▸ **Filas de datos**:
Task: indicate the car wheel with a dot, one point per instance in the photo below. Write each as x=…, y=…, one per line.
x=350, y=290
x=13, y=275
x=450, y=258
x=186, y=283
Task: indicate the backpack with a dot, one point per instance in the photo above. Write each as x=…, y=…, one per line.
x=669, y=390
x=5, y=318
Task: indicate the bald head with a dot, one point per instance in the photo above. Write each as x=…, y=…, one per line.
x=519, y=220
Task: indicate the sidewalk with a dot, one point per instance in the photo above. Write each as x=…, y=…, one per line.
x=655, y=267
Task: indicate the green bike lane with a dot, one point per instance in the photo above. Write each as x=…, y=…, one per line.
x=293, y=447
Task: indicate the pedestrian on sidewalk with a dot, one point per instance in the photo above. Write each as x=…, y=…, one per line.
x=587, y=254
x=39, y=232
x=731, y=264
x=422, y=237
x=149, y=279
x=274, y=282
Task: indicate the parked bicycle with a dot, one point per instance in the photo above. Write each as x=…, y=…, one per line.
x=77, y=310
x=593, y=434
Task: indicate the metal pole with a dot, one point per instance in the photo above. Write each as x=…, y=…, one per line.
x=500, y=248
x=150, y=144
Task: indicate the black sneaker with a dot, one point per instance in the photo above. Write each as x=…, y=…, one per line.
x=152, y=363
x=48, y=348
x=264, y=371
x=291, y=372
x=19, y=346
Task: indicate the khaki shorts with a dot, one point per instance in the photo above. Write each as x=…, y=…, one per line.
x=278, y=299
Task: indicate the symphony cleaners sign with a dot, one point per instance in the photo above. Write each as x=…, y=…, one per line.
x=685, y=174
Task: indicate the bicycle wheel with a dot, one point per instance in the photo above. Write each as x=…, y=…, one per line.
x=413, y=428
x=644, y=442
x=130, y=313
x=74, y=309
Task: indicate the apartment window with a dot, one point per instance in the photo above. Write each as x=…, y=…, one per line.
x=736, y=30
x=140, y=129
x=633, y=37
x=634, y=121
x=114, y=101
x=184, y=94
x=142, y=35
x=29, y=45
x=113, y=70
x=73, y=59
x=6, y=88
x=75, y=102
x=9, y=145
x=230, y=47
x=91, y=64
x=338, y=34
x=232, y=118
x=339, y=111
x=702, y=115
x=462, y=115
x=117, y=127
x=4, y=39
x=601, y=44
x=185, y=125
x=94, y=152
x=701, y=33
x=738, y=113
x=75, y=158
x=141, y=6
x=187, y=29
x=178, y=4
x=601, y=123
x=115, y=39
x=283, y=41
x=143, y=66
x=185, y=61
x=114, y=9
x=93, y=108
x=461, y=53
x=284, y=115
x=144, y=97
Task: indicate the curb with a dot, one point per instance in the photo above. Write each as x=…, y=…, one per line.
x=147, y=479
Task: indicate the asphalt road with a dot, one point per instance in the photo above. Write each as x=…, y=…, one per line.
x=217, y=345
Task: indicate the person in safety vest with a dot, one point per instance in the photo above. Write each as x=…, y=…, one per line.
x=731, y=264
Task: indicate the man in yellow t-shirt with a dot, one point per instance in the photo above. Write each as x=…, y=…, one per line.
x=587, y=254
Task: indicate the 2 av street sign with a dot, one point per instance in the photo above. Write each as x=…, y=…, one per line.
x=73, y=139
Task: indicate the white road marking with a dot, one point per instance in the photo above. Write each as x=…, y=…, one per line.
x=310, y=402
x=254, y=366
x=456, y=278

==

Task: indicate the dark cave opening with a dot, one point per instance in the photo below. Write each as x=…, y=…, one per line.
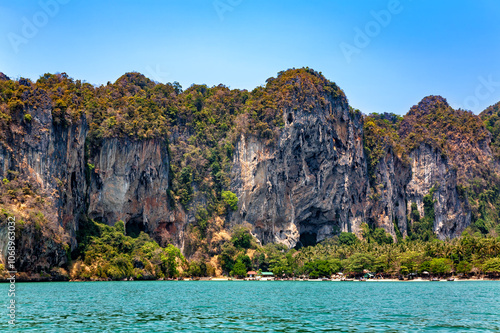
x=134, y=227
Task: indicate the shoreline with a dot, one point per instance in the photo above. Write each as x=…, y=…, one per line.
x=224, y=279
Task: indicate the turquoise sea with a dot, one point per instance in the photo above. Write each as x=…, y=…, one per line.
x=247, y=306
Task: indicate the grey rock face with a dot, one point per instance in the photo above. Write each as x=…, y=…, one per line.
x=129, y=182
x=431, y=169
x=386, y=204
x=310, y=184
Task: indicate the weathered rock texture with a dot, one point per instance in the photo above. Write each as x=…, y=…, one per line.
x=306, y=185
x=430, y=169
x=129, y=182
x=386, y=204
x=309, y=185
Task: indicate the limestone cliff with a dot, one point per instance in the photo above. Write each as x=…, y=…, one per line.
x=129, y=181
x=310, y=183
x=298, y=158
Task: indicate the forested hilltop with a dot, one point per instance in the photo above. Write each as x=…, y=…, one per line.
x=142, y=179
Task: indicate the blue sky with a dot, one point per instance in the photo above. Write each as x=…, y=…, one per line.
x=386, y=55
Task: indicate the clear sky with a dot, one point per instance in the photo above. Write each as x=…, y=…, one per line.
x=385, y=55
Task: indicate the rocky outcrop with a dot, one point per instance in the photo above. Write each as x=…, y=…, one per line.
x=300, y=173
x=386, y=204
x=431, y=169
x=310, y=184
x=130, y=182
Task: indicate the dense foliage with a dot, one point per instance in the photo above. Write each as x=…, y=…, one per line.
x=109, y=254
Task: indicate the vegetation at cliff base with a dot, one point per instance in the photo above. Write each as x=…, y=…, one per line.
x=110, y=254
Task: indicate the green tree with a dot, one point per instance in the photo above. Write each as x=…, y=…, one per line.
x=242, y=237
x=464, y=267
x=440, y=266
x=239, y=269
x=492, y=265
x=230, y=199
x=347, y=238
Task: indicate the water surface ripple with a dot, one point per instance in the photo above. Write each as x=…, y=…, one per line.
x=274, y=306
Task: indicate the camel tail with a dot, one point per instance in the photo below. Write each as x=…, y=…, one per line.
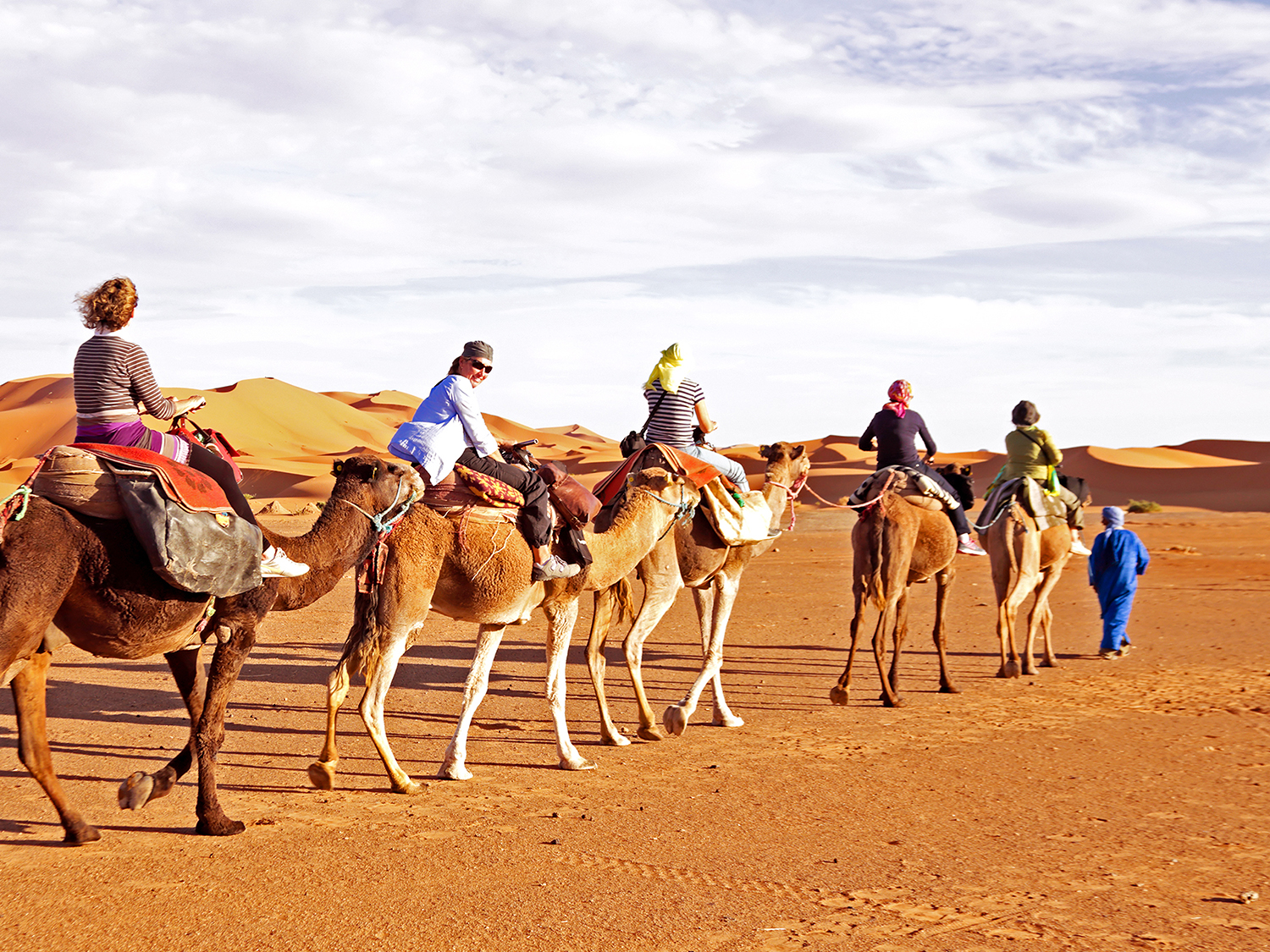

---

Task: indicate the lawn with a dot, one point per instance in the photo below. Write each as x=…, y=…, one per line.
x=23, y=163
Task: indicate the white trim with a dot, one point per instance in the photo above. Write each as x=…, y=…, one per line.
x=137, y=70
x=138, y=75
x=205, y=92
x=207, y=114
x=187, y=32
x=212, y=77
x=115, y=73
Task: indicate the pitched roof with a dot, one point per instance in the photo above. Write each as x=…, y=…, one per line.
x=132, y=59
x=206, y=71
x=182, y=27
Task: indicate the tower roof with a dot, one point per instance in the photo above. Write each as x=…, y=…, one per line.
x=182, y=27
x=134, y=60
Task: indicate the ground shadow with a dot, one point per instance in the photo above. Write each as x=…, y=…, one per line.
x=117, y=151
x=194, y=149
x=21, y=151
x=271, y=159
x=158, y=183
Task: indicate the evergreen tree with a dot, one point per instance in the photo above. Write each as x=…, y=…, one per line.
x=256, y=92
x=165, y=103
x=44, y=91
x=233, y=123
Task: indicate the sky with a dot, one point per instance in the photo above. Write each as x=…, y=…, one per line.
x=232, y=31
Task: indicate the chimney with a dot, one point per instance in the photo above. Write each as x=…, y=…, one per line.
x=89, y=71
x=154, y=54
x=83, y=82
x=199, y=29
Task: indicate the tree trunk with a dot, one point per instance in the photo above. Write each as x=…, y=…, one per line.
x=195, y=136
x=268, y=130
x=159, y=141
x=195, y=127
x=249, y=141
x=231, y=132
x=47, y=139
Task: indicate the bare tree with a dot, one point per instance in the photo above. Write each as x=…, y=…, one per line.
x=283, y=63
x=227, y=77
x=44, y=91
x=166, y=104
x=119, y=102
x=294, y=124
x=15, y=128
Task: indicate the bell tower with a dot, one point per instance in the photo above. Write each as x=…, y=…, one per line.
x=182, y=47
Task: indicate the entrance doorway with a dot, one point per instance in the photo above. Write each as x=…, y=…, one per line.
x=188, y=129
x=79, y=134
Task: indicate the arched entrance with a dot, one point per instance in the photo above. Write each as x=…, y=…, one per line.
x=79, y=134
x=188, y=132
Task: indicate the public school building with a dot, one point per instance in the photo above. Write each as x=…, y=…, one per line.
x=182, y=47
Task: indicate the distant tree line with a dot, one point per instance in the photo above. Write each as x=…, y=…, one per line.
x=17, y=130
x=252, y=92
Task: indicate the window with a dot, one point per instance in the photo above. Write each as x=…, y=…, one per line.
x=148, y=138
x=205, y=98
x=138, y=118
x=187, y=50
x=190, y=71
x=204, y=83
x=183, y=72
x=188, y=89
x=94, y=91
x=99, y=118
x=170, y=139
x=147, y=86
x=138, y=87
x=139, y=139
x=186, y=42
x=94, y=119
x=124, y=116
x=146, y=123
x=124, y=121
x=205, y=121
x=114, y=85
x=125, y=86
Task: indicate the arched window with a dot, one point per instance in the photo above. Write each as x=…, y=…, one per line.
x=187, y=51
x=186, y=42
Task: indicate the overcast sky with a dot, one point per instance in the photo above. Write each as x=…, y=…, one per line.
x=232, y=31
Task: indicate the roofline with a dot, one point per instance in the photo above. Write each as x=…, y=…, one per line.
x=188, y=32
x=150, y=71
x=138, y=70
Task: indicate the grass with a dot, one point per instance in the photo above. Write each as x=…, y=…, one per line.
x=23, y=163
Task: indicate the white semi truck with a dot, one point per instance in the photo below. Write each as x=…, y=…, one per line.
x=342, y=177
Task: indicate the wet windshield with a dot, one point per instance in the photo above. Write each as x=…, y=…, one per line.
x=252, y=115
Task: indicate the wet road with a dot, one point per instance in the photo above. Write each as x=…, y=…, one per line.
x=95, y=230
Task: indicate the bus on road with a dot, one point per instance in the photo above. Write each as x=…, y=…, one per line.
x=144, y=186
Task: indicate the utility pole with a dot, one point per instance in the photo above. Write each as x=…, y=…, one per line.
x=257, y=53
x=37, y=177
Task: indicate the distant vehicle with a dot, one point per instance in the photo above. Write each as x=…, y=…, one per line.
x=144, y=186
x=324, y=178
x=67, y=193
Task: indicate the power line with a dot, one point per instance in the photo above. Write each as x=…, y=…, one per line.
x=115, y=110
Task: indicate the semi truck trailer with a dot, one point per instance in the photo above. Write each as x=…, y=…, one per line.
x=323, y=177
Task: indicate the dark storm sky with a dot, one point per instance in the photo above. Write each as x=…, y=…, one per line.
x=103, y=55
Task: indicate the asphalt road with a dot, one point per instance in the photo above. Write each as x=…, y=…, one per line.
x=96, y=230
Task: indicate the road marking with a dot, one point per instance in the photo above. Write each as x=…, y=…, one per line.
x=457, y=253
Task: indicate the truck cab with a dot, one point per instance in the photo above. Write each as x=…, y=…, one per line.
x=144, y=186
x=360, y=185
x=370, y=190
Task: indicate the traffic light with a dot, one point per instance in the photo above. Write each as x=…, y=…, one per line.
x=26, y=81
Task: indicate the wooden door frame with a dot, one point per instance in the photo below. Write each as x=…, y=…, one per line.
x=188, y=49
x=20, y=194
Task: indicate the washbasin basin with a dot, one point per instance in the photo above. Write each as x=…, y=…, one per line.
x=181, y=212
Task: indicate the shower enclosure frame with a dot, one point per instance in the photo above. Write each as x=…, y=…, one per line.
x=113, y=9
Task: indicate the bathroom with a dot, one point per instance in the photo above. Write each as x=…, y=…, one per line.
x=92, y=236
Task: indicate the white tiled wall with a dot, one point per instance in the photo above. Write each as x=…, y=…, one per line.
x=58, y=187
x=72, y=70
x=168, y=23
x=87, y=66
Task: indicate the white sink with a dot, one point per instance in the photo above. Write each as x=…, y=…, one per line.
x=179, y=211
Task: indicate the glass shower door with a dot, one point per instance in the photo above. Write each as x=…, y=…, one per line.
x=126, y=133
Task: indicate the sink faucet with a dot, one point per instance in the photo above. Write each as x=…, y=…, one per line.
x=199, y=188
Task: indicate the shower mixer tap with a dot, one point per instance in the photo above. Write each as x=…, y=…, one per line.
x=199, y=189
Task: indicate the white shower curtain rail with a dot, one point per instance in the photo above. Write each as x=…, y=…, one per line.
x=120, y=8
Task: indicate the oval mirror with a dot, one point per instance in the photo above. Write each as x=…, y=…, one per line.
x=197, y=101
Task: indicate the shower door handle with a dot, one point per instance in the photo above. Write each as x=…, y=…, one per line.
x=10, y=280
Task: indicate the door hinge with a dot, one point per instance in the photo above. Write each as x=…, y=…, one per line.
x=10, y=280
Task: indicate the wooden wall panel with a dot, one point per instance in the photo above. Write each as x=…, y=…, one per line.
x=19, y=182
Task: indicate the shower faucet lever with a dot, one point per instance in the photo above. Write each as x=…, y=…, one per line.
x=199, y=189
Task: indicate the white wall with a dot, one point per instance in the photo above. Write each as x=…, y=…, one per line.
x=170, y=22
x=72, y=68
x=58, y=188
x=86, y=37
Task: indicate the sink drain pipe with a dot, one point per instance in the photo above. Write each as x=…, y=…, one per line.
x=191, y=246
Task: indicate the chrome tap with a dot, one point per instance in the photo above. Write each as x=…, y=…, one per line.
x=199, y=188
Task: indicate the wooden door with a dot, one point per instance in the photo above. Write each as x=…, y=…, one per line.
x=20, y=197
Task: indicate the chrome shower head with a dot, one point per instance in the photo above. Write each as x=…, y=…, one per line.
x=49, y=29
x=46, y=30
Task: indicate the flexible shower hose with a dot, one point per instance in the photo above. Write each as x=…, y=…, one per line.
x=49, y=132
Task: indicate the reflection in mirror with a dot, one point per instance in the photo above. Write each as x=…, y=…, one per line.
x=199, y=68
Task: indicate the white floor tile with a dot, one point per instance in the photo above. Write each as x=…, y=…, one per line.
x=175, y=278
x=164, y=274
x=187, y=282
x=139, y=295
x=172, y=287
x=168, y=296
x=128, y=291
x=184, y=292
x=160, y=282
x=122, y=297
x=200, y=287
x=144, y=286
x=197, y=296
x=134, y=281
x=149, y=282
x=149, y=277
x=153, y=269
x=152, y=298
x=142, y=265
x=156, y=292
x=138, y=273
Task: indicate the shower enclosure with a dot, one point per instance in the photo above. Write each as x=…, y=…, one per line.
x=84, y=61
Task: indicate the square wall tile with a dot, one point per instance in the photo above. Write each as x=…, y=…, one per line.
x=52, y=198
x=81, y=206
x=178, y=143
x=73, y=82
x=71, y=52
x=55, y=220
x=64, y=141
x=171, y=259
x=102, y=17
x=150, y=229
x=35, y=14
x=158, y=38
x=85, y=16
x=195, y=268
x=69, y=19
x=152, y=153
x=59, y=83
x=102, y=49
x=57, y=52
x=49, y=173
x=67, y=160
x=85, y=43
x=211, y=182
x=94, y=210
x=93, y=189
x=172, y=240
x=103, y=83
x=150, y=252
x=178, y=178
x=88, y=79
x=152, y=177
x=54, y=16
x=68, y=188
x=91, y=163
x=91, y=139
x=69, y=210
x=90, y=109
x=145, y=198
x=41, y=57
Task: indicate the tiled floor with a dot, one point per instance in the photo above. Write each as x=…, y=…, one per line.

▸ **Tarea**: Copia sin ningún cambio las líneas de los datos desde la que contiene "Task: indicate the apartment" hasta la que contiene "x=147, y=479", ambas incluidas.

▸ **Resultado correcto**:
Task: indicate the apartment window with a dot, one point per instance in the photo above. Write each as x=…, y=…, one per line.
x=736, y=30
x=140, y=129
x=633, y=37
x=634, y=121
x=114, y=101
x=184, y=94
x=142, y=35
x=29, y=45
x=113, y=70
x=73, y=59
x=6, y=88
x=75, y=102
x=9, y=145
x=230, y=47
x=91, y=64
x=338, y=34
x=232, y=118
x=339, y=111
x=702, y=115
x=462, y=115
x=117, y=127
x=4, y=39
x=601, y=44
x=185, y=125
x=94, y=152
x=701, y=33
x=738, y=113
x=75, y=158
x=141, y=6
x=187, y=29
x=178, y=4
x=601, y=123
x=115, y=39
x=283, y=41
x=143, y=66
x=185, y=61
x=114, y=9
x=93, y=108
x=461, y=53
x=284, y=115
x=144, y=97
Task: indicate the curb with a dot, one point per instance in the photo above. Write each as x=…, y=…, one per line.
x=147, y=479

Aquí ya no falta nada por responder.